Rewrite the records below as a Markdown table with the columns No. and Line, one row per line, numbered in order, and leave out blank lines and the pictures.

— Begin —

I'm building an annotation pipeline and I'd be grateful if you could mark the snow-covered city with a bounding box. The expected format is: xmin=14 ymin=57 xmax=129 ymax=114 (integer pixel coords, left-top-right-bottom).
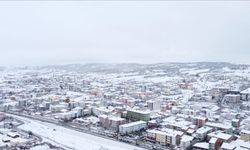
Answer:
xmin=0 ymin=0 xmax=250 ymax=150
xmin=0 ymin=62 xmax=250 ymax=150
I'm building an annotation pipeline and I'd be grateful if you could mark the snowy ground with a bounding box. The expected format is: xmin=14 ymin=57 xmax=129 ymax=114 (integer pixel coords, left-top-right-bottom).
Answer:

— End —

Completed task
| No. | Line |
|---|---|
| 1 | I'm building an annotation pipeline and I'd be grateful if you could mark the snow-covered city with a bounding box. The expected format is: xmin=14 ymin=57 xmax=129 ymax=114 (integer pixel coords, left-top-right-bottom). |
| 2 | Answer: |
| 3 | xmin=0 ymin=0 xmax=250 ymax=150 |
| 4 | xmin=0 ymin=62 xmax=250 ymax=150 |
| 5 | I'm building an annotation pipeline and I'd be grateful if you could mark the snowy ground with a bounding box. The expected format is: xmin=14 ymin=57 xmax=129 ymax=114 (integer pixel coords, left-top-right-bottom). |
| 6 | Answer: |